> _MATERIAL PROVIDED_
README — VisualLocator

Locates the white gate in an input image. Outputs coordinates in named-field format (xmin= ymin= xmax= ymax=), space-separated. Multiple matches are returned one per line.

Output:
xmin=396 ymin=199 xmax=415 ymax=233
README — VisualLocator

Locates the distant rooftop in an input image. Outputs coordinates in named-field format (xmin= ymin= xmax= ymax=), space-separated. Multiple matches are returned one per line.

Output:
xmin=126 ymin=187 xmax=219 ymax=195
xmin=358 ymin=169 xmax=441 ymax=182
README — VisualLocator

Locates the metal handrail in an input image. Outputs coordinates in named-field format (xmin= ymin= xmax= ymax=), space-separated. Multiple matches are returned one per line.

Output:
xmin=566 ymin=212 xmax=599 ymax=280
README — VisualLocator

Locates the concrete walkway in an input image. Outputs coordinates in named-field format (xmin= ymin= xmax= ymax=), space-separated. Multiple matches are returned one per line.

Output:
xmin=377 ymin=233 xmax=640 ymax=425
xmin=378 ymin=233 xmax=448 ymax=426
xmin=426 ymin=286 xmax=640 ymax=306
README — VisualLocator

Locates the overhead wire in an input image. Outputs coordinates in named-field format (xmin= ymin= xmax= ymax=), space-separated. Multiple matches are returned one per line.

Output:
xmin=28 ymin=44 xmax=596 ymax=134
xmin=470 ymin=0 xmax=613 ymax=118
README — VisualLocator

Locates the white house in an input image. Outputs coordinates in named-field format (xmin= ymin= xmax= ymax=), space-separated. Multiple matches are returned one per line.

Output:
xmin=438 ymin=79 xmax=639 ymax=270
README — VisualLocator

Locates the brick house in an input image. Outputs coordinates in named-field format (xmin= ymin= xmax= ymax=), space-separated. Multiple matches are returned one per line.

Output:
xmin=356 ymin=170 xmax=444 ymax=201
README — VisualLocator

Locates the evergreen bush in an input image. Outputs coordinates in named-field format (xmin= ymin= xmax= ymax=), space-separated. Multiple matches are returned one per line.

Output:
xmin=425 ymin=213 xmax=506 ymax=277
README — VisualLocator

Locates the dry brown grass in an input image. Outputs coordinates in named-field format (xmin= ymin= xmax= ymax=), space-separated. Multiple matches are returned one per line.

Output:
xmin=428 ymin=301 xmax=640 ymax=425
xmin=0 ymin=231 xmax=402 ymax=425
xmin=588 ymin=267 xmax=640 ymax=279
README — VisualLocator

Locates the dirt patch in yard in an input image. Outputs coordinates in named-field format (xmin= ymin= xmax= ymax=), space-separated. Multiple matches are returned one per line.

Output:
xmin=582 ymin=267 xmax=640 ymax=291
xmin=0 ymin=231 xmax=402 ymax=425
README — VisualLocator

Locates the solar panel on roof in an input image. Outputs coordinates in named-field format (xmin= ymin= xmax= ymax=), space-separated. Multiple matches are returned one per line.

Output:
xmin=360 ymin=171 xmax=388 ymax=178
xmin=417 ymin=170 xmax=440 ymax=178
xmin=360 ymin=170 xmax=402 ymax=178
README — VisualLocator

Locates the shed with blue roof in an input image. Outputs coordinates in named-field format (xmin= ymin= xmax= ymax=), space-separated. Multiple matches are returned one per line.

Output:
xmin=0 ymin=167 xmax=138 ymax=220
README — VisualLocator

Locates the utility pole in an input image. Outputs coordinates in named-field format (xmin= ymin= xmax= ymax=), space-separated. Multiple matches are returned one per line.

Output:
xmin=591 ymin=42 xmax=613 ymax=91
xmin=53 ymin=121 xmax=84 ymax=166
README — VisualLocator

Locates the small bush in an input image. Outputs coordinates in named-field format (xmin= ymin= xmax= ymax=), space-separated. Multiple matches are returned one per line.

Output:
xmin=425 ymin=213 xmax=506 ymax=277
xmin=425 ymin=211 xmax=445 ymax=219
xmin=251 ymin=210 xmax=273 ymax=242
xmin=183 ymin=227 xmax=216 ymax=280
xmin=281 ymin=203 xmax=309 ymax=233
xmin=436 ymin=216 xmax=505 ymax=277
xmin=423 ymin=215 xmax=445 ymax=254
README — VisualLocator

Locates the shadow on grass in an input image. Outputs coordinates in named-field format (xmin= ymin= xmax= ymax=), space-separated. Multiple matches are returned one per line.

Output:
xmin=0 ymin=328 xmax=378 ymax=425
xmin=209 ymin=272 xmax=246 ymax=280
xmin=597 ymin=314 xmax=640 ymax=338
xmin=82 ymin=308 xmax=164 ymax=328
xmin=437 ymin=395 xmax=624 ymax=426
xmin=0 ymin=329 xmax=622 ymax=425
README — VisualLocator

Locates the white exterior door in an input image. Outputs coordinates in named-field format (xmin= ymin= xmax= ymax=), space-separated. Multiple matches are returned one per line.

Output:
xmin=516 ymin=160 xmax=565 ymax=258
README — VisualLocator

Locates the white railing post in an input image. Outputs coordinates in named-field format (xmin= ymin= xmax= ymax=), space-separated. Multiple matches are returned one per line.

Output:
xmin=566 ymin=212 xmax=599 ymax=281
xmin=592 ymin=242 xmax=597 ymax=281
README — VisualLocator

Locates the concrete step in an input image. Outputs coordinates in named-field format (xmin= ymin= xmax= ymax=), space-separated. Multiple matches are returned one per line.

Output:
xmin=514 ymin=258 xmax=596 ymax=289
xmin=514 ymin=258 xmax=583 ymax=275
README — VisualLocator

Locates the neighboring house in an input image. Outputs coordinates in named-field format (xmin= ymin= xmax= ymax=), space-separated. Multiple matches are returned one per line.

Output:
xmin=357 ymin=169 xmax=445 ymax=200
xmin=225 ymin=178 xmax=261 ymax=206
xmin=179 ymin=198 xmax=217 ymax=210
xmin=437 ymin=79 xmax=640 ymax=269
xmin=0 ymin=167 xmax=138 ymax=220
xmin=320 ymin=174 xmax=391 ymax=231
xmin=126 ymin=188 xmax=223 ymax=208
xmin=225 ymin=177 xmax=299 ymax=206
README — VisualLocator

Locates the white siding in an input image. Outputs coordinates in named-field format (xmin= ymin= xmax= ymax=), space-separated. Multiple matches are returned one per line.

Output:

> _PROBLEM DETAILS_
Would you return all lines from the preceding listing that contain the word "grass"?

> _EXPECTED ANSWER_
Locates the dry brown grass in an input image. Outputs coordinates in named-field format (xmin= ymin= xmax= ymax=), space-separated. Multiple matches are returned one per line.
Locates the shadow on grass in an input image. Outputs coordinates in named-field format (xmin= ymin= xmax= ymax=), space-separated. Multiple matches are returned one per line.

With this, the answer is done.